### Passage provided

—————

When you look at it, after so many years we’ve got a lot of data, but it does not mean that we have fixed the problem of organisations identifying the right things,” says Smout.
That will not happen unless businesses develop a strong risk culture that allows the right risk topics to be identified and discussed.
“Having a risk management culture where people feel safe and encouraged to speak up is important, because then you can deal with the root cause of the problem and fix it.”
Accountants and finance professionals all have a role to play, says Smout.
Examining the root causes of corporate failures is crucial, particularly based on what the data and analytics indicate. This should include looking at the causes from a behavioural perspective as well.
“If we look through the numbers to find the story, we will be able to address problems and change the behaviour behind it,” he says.
An ongoing evolution
Change can be slow in the regulation space, admits Morrow. Yet over the past two decades there has been a definite evolution in compliance methods.
“If you look at any Australian regulator’s compliance and enforcement policy, there’s a very high likelihood that somewhere in that policy, you’ll see a pyramid of ways compliance is enforced. This starts with warning letters on the bottom rung and leads up to prosecution and licence cancellation at the top. That pyramid is still being used, but it is now increasingly complemented by other data-driven insights,” she says.
Smout also says the regulatory space is evolving.
“I think we are starting to move to the right space, which is how to get the right kind of risk culture and risk management over financial and non-financial metrics. Just regulating, requiring returns to be completed and having oversight in multiple ways does not help you see the wood for the trees,” he says.

—————

### Supplied data
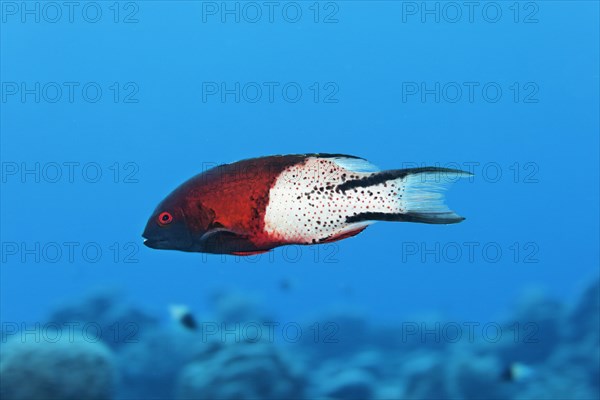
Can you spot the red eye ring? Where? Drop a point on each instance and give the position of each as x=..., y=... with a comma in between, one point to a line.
x=165, y=218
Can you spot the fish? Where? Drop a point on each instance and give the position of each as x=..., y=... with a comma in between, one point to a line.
x=517, y=372
x=182, y=315
x=255, y=205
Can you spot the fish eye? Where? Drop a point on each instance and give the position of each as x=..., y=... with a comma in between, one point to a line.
x=165, y=218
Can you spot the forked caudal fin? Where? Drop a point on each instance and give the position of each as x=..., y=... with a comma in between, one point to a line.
x=417, y=195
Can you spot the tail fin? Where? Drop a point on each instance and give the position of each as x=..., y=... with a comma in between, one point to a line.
x=420, y=196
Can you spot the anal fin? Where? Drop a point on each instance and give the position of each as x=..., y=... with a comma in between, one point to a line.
x=248, y=253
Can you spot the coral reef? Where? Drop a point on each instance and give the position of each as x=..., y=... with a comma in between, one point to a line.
x=339, y=355
x=242, y=371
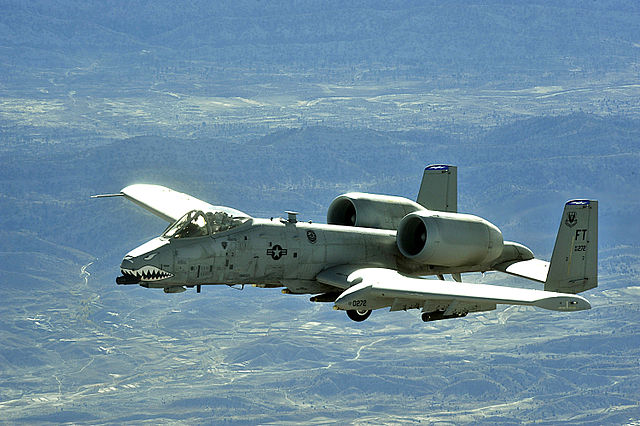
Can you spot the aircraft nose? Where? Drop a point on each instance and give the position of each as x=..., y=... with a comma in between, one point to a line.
x=152, y=261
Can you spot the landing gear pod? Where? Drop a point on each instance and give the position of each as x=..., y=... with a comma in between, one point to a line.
x=358, y=316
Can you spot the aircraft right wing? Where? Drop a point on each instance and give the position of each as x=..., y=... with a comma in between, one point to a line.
x=168, y=204
x=374, y=288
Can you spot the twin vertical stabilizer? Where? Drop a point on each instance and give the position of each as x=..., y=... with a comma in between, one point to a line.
x=574, y=263
x=439, y=188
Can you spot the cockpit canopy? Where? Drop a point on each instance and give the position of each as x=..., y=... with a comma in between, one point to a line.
x=199, y=224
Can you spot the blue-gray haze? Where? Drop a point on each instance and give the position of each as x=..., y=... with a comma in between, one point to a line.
x=269, y=106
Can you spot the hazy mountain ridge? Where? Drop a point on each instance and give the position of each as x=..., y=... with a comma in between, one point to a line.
x=585, y=36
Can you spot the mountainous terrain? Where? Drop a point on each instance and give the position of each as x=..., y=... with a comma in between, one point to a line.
x=272, y=106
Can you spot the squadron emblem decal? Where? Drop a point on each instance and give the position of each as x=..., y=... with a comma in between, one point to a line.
x=312, y=237
x=571, y=220
x=276, y=252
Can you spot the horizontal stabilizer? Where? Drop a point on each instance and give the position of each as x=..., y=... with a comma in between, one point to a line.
x=533, y=269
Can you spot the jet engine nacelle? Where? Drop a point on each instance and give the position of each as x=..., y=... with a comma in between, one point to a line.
x=448, y=239
x=370, y=210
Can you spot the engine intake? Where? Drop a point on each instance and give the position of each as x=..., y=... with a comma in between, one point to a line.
x=448, y=239
x=370, y=210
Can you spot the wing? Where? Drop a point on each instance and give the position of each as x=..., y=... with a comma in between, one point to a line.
x=374, y=288
x=168, y=204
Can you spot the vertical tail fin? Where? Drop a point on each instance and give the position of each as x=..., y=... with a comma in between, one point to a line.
x=574, y=263
x=439, y=188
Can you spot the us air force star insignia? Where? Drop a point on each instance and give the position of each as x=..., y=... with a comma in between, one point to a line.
x=571, y=219
x=276, y=252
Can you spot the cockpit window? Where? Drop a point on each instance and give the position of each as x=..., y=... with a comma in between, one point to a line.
x=192, y=224
x=199, y=224
x=221, y=221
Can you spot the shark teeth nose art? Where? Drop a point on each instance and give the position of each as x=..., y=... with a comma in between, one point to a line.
x=147, y=273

—————

### Written task 1
Reproduce verbatim everything in the risk culture passage from "That will not" down to "perspective as well.".
### Written task 2
Count the lines of the listing that contain the string "stabilizer", matching case exactly, and give only the number.

### Correct response 1
That will not happen unless businesses develop a strong risk culture that allows the right risk topics to be identified and discussed.
“Having a risk management culture where people feel safe and encouraged to speak up is important, because then you can deal with the root cause of the problem and fix it.”
Accountants and finance professionals all have a role to play, says Smout.
Examining the root causes of corporate failures is crucial, particularly based on what the data and analytics indicate. This should include looking at the causes from a behavioural perspective as well.

### Correct response 2
2